SHORT EXERCISE – Convert the lines of the listing below, from the line containing "Could you identify the pine" through the end of the listing, inclusive, into a JSON list of strings with one string per line, omitting any blank lines.

---

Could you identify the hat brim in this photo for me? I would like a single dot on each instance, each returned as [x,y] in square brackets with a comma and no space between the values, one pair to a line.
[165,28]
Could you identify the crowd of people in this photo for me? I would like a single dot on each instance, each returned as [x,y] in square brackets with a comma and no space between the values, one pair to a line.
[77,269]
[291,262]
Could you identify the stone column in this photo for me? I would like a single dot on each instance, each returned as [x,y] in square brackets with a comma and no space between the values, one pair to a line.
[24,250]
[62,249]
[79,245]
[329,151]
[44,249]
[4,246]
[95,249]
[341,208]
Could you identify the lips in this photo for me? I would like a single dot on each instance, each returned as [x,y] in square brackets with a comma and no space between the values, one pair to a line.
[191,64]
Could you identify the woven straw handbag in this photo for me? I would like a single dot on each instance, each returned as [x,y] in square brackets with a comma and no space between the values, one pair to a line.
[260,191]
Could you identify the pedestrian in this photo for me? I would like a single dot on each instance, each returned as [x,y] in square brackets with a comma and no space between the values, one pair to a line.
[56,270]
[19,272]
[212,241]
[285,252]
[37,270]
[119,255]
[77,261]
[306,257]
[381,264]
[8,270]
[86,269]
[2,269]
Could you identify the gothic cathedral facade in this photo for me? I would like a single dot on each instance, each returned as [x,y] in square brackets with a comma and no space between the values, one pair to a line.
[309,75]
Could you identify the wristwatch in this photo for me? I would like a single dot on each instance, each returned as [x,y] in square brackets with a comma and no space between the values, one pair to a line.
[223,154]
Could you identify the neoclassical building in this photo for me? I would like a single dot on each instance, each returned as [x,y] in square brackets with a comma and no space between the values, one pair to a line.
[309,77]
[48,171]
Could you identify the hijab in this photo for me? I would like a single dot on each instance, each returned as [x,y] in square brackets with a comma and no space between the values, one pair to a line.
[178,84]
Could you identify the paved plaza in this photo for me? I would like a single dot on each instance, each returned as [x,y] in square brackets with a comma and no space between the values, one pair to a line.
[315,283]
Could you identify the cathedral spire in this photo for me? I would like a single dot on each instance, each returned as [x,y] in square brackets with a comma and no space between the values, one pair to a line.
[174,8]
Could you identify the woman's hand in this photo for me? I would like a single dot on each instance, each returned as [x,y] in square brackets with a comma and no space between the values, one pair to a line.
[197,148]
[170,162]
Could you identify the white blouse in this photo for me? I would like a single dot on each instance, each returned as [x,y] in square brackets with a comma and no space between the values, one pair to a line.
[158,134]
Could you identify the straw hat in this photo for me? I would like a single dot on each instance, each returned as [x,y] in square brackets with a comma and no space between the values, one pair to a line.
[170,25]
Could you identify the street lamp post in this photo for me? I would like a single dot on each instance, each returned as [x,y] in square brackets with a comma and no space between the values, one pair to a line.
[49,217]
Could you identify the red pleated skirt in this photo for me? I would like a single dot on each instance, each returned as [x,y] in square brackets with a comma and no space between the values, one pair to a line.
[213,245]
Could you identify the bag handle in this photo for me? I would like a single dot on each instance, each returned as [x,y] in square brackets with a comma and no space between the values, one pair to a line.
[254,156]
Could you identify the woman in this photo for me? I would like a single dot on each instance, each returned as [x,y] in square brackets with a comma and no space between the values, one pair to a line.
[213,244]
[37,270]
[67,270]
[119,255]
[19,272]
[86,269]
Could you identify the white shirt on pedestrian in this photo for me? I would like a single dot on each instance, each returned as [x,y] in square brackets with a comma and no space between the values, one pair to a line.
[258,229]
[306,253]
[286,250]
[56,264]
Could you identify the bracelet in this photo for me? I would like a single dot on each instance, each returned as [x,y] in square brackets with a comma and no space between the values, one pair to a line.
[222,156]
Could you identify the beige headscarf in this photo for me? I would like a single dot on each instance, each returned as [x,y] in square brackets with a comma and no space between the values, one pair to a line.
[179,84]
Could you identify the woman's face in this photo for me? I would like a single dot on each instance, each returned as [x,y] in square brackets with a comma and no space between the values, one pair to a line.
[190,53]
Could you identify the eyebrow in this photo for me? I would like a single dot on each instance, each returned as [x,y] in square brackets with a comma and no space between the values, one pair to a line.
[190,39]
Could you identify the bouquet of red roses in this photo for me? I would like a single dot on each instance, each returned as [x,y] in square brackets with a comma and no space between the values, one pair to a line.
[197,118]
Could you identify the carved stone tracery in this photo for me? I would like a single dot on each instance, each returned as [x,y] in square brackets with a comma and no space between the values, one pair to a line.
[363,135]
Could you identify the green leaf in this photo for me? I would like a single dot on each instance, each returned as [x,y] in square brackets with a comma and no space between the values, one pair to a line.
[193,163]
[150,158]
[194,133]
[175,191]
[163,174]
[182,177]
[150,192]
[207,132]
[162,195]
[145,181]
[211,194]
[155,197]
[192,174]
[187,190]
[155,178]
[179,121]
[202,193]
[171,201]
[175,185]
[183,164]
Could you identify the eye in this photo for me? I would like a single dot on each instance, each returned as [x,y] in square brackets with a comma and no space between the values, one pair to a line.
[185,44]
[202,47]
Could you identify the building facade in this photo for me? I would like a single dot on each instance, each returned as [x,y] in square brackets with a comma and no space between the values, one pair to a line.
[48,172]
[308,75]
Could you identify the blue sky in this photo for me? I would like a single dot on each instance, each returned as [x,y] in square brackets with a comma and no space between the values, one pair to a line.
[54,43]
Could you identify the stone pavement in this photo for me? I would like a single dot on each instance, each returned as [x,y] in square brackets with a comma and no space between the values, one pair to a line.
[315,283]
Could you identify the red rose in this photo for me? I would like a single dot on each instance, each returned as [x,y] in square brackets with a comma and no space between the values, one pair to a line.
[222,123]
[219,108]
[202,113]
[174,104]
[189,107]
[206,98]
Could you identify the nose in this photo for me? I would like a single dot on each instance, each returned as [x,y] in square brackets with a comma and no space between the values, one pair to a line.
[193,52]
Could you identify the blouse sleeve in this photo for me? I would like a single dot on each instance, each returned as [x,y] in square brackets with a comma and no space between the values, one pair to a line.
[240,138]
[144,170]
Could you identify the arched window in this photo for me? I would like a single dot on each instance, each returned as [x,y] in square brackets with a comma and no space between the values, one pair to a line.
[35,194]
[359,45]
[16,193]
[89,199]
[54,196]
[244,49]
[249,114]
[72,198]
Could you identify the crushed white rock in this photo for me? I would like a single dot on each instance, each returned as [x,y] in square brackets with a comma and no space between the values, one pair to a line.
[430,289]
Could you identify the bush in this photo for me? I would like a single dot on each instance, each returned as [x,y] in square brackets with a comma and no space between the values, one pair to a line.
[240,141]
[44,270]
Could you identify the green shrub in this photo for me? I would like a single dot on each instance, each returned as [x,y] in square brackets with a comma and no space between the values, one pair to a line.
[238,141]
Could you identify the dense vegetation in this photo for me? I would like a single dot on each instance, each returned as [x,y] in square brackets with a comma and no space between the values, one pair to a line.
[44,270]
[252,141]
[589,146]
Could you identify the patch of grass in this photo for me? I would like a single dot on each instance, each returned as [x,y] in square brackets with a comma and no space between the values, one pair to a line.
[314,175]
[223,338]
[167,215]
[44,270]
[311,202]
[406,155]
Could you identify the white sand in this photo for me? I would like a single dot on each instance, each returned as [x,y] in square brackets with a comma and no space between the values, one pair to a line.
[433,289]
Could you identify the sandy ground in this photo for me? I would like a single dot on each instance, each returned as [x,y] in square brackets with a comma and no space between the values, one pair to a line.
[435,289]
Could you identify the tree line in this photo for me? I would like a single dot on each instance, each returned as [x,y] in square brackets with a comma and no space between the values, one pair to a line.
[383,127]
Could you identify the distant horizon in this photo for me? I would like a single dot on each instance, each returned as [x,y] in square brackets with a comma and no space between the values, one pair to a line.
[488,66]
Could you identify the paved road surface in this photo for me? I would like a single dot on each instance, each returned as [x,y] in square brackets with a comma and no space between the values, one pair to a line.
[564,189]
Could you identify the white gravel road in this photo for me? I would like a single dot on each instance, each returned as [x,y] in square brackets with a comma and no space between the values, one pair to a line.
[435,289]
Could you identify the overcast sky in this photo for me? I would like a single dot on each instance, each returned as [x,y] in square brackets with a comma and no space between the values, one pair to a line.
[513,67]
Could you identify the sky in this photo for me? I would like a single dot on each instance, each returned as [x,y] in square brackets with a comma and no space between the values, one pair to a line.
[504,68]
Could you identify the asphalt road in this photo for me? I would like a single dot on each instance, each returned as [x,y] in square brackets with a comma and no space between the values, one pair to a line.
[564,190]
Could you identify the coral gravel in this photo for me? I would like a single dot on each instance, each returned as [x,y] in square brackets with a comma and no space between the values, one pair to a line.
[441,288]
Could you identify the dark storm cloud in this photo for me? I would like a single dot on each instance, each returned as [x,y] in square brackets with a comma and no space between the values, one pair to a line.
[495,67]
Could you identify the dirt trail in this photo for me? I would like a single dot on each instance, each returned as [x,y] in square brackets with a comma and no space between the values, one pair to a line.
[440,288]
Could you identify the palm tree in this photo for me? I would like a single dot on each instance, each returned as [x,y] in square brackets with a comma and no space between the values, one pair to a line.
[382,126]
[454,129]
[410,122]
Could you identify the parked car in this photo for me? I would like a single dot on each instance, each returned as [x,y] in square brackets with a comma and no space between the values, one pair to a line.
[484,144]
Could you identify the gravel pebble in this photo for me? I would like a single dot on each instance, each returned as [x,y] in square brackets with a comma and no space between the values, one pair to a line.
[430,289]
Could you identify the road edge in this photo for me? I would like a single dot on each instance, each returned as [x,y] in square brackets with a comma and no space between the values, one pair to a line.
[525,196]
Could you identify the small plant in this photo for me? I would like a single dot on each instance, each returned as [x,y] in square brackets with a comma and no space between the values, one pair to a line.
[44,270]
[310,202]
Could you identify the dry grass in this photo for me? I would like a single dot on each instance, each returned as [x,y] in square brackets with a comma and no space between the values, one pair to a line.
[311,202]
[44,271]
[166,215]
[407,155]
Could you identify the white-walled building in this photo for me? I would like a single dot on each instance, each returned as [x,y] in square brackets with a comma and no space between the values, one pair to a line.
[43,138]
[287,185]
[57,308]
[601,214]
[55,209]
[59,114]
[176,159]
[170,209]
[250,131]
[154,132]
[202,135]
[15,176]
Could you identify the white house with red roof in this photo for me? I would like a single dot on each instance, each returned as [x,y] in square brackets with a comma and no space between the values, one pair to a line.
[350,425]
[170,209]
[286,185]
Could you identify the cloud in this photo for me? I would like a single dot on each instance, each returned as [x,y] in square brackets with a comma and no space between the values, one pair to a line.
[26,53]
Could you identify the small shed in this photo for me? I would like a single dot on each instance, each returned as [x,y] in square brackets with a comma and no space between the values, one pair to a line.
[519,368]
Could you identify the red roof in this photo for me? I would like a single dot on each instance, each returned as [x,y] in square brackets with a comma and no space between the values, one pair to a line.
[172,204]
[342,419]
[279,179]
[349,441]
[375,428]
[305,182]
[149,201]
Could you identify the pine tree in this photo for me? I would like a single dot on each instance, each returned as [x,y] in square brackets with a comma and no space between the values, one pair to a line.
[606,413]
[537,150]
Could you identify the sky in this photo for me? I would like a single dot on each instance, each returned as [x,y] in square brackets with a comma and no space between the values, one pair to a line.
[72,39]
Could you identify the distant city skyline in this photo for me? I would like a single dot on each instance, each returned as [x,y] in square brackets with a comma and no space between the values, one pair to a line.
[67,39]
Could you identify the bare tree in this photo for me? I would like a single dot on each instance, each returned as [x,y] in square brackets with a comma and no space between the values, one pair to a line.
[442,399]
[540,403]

---

FINAL RESULT –
[
  "Could you identify the pine tree in this photo for me? I would like a single dot on each instance, each returned as [x,y] in square brackets with a comma and no space between the values, one pair to a line.",
  "[606,413]",
  "[537,150]",
  "Could you identify the sky in this photo for me? I would like a single dot on each instance, each returned as [x,y] in square brackets with a comma and no space between the values, one pair to a line.",
  "[72,39]",
  "Could you identify the distant city skyline in this photo for me? I would like a single dot on each instance, each returned as [x,y] in square brackets with a comma and no space between the values, one pair to a line.",
  "[67,39]",
  "Could you identify the bare tree in this photo for me? I would like a single dot on each instance, each returned as [x,y] in square brackets with a comma and no space between the values, one pair to a line.",
  "[442,399]",
  "[540,403]"
]